Hi Hope, I would start to fill the freezer soon with bar cookies (cut them only after you defrost), a couple of strudy cakes such as pound cake or a crumb cake, then leave all the soft and delicate desserts for up to the day before the party. You can also make biscotti and other cookies that you won't need to freeze up to a week before.
Hal asked: Some cakes call for cooking oil instead of butter. It seems that they're heavier cakes, or those that contain a lot of apples or other big ingredients. What does the oil do that butter wouldn't?
Hi Hal, In general oil contributes tenderness to a cake batter and retains moisture well, two things that butter also does but with one big difference - the oil won't solidify on cooling the way butter does. In bake! I have a whole chapter devoted to oil-based cakes and while you're right about the apple and pear cakes, there's also a devil's food cake that's really moist.
Fran asked: I was surprised to read that lard has less saturated fat and less cholesterol than butter. How does lard compare to butter in baking? And when is it OK to use one in place of the other?
Hi Fran, Lard can be a great substitute for butter in a flaky pastry dough but I wouldn't use it in a cake batter or buttercream for example.

**Work to complete**
Answer these from the baking Q&A:
(a) When should bar cookies from the freezer be cut?
(b) How does oil behave differently from butter when a cake cools?
(c) In which two preparations would the answerer avoid using lard in place of butter?

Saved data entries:
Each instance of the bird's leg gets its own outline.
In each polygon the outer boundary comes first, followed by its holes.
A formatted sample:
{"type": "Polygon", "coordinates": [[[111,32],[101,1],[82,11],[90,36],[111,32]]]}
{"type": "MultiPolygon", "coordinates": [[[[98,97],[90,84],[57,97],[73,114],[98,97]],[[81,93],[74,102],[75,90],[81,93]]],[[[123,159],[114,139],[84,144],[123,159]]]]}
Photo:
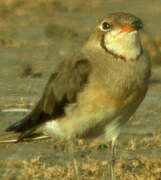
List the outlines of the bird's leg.
{"type": "Polygon", "coordinates": [[[110,175],[111,180],[115,180],[115,141],[111,141],[111,164],[110,164],[110,175]]]}
{"type": "Polygon", "coordinates": [[[80,177],[79,177],[79,168],[78,168],[78,165],[77,165],[77,160],[75,158],[74,143],[72,141],[70,142],[70,145],[69,145],[69,151],[70,151],[70,154],[72,156],[72,162],[73,162],[73,167],[74,167],[74,172],[75,172],[76,180],[80,180],[80,177]]]}

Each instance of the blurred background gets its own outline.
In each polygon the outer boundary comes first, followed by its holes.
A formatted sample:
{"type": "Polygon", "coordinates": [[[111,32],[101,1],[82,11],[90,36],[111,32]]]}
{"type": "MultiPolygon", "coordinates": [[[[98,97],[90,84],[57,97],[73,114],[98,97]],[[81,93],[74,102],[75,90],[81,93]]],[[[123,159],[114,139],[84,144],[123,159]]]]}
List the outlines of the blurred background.
{"type": "MultiPolygon", "coordinates": [[[[1,0],[0,133],[39,100],[57,63],[70,58],[108,13],[135,14],[152,61],[149,92],[117,146],[118,179],[161,178],[161,0],[1,0]],[[120,157],[121,156],[121,157],[120,157]]],[[[3,136],[2,136],[3,137],[3,136]]],[[[106,174],[109,145],[78,140],[83,179],[106,174]]],[[[0,146],[1,179],[72,179],[64,142],[49,140],[0,146]]]]}

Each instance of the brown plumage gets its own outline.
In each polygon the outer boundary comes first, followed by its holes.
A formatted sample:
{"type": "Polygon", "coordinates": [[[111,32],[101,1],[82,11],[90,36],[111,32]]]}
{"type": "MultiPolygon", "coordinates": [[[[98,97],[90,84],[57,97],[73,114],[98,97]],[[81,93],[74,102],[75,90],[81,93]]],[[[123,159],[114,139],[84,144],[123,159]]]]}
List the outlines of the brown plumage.
{"type": "MultiPolygon", "coordinates": [[[[112,142],[113,157],[122,126],[148,88],[150,62],[139,38],[142,27],[128,13],[100,20],[84,46],[56,68],[33,111],[7,131],[20,134],[17,142],[37,133],[69,141],[102,135],[112,142]]],[[[79,179],[75,160],[74,166],[79,179]]]]}

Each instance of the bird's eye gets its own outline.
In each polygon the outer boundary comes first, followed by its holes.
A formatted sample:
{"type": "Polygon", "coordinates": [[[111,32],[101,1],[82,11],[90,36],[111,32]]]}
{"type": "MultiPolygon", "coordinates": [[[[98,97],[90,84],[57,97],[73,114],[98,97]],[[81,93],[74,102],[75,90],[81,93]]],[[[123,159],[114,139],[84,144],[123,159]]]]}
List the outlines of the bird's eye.
{"type": "Polygon", "coordinates": [[[108,31],[110,29],[111,25],[108,22],[103,22],[101,26],[102,31],[108,31]]]}

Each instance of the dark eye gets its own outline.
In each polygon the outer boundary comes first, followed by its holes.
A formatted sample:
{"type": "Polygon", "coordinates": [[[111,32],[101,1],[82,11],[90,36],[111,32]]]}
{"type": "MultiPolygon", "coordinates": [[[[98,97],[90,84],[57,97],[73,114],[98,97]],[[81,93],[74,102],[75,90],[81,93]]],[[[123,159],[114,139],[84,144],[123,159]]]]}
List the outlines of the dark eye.
{"type": "Polygon", "coordinates": [[[111,25],[108,22],[103,22],[101,30],[102,31],[108,31],[110,29],[111,25]]]}

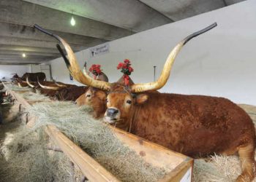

**Expected output**
(a) Only after they are defrosted.
(b) Oil doesn't solidify on cooling the way butter does.
(c) A cake batter and buttercream.